What you will do >>
The response should contain only those lines of the entries below that include the string "dark".

Dataset entries
· · · ·
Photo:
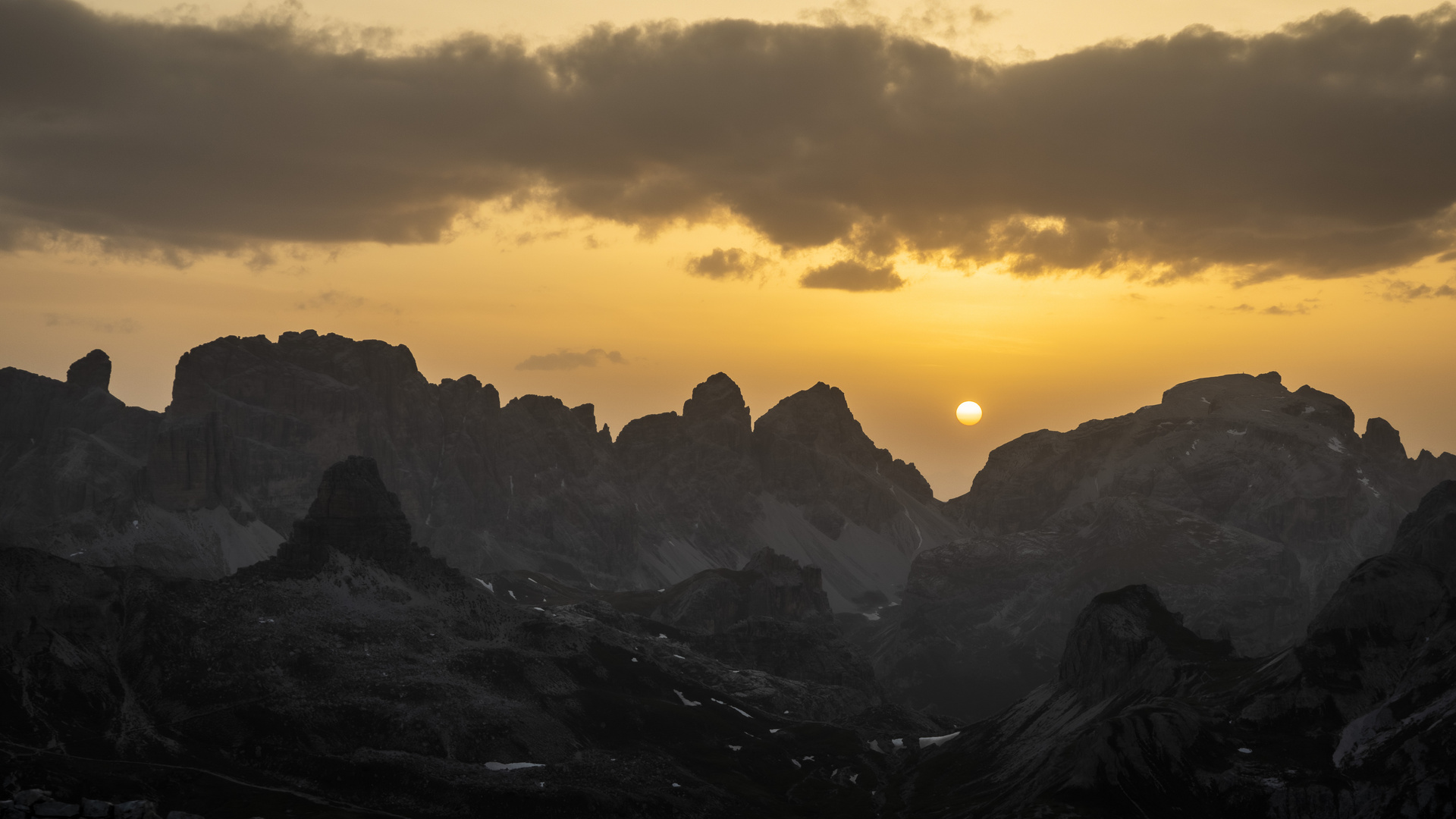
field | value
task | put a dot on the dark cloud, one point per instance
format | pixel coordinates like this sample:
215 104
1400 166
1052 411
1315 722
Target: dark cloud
· · · ·
Output of the exercise >>
task | put a dot on the dark cloud, one point per instance
Target: dark cloud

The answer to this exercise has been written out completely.